* **Listed entries**
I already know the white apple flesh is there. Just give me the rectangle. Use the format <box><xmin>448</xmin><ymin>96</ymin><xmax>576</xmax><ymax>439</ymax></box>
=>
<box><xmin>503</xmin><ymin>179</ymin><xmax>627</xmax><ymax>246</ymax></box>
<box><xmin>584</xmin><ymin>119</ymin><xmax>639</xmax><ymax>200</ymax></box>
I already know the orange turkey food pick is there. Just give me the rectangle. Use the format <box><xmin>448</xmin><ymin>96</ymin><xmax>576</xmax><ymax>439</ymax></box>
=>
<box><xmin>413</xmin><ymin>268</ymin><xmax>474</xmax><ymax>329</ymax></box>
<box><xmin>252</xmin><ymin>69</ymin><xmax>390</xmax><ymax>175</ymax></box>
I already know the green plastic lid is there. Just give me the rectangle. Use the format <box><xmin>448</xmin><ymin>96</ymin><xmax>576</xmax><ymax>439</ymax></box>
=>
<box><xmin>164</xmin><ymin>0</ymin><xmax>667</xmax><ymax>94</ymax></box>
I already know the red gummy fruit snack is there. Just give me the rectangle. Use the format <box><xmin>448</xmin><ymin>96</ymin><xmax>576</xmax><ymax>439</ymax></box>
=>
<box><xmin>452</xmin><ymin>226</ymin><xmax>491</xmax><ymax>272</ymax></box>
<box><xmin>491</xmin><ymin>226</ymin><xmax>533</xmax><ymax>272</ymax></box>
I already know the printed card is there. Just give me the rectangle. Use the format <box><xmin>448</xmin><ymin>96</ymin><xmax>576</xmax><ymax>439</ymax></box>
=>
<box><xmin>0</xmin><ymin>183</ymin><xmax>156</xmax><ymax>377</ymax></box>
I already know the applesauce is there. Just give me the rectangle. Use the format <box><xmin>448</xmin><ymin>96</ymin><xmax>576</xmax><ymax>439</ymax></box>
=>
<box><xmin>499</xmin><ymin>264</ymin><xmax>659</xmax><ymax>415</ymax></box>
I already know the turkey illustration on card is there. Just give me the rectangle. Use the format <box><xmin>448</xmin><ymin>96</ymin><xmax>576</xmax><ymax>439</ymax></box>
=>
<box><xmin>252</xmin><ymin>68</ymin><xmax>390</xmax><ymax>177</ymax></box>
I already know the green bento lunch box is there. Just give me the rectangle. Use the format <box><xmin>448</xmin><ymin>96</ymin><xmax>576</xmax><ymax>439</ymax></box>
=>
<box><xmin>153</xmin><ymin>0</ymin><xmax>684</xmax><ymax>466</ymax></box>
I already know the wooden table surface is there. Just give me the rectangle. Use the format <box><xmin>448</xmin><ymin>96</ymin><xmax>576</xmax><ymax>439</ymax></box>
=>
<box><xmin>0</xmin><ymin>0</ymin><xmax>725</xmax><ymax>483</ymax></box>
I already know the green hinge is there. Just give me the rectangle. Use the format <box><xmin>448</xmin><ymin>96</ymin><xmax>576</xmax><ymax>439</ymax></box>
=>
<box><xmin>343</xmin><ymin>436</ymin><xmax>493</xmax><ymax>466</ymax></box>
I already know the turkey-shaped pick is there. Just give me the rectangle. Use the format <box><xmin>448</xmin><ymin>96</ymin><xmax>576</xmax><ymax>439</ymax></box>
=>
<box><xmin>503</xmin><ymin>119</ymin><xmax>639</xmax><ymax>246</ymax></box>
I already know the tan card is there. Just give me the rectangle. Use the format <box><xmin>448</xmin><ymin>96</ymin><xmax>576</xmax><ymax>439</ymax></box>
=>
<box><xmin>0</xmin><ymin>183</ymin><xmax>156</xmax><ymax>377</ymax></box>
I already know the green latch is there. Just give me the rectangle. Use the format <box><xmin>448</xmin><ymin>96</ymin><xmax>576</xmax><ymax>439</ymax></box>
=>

* **What is being asked**
Could you render all of the material above as a Markdown table, with a Number column holding the row number and a Line column holding each line, and skip any blank lines?

* **Output for this task**
| Number | Line |
|---|---|
| 1 | I already know the white apple flesh is there. Just give me the rectangle. Use the format <box><xmin>448</xmin><ymin>96</ymin><xmax>576</xmax><ymax>439</ymax></box> |
| 2 | => |
| 3 | <box><xmin>503</xmin><ymin>179</ymin><xmax>627</xmax><ymax>246</ymax></box> |
| 4 | <box><xmin>584</xmin><ymin>119</ymin><xmax>639</xmax><ymax>200</ymax></box> |
| 5 | I already know the orange turkey food pick is there. Just give me the rectangle. Use the format <box><xmin>448</xmin><ymin>96</ymin><xmax>576</xmax><ymax>439</ymax></box> |
| 6 | => |
| 7 | <box><xmin>413</xmin><ymin>268</ymin><xmax>474</xmax><ymax>329</ymax></box> |
| 8 | <box><xmin>252</xmin><ymin>69</ymin><xmax>390</xmax><ymax>175</ymax></box> |
| 9 | I already know the green plastic lid is there. Just give me the rectangle. Use the format <box><xmin>448</xmin><ymin>96</ymin><xmax>576</xmax><ymax>439</ymax></box> |
| 10 | => |
| 11 | <box><xmin>164</xmin><ymin>0</ymin><xmax>667</xmax><ymax>94</ymax></box> |
| 12 | I already know the red gummy fruit snack is there. Just give me the rectangle. Use the format <box><xmin>448</xmin><ymin>96</ymin><xmax>576</xmax><ymax>439</ymax></box> |
| 13 | => |
| 14 | <box><xmin>452</xmin><ymin>226</ymin><xmax>491</xmax><ymax>272</ymax></box> |
| 15 | <box><xmin>491</xmin><ymin>226</ymin><xmax>533</xmax><ymax>272</ymax></box> |
| 16 | I already know the printed card is there. Just give me the rectangle. Use the format <box><xmin>448</xmin><ymin>96</ymin><xmax>576</xmax><ymax>439</ymax></box> |
| 17 | => |
| 18 | <box><xmin>0</xmin><ymin>183</ymin><xmax>156</xmax><ymax>377</ymax></box> |
| 19 | I already know the applesauce is there. Just give me the rectangle. Use the format <box><xmin>448</xmin><ymin>96</ymin><xmax>576</xmax><ymax>439</ymax></box> |
| 20 | => |
| 21 | <box><xmin>499</xmin><ymin>264</ymin><xmax>659</xmax><ymax>415</ymax></box> |
| 22 | I already know the turkey illustration on card is there. Just give me the rectangle. Use the format <box><xmin>448</xmin><ymin>96</ymin><xmax>576</xmax><ymax>439</ymax></box> |
| 23 | => |
| 24 | <box><xmin>252</xmin><ymin>68</ymin><xmax>390</xmax><ymax>177</ymax></box> |
| 25 | I already know the green bento lunch box is there. Just give me the rectangle. Use the format <box><xmin>448</xmin><ymin>96</ymin><xmax>576</xmax><ymax>439</ymax></box> |
| 26 | => |
| 27 | <box><xmin>153</xmin><ymin>0</ymin><xmax>684</xmax><ymax>466</ymax></box> |
| 28 | I already know the wooden table surface is there. Just give me the rectangle. Use the format <box><xmin>448</xmin><ymin>96</ymin><xmax>576</xmax><ymax>439</ymax></box> |
| 29 | => |
| 30 | <box><xmin>0</xmin><ymin>0</ymin><xmax>725</xmax><ymax>483</ymax></box> |
| 31 | I already know the green hinge is there. Just give me the rectangle. Use the format <box><xmin>448</xmin><ymin>96</ymin><xmax>576</xmax><ymax>439</ymax></box> |
| 32 | => |
| 33 | <box><xmin>343</xmin><ymin>436</ymin><xmax>493</xmax><ymax>466</ymax></box> |
| 34 | I already know the turkey-shaped pick is there. Just give me the rectangle. Use the format <box><xmin>448</xmin><ymin>96</ymin><xmax>576</xmax><ymax>439</ymax></box> |
| 35 | => |
| 36 | <box><xmin>503</xmin><ymin>119</ymin><xmax>639</xmax><ymax>246</ymax></box> |
| 37 | I already know the tan card is there. Just give me the rectangle. Use the format <box><xmin>448</xmin><ymin>96</ymin><xmax>576</xmax><ymax>439</ymax></box> |
| 38 | => |
| 39 | <box><xmin>0</xmin><ymin>183</ymin><xmax>156</xmax><ymax>377</ymax></box> |
| 40 | I already know the green latch is there. Just give me the rectangle. Use the format <box><xmin>448</xmin><ymin>96</ymin><xmax>576</xmax><ymax>439</ymax></box> |
| 41 | => |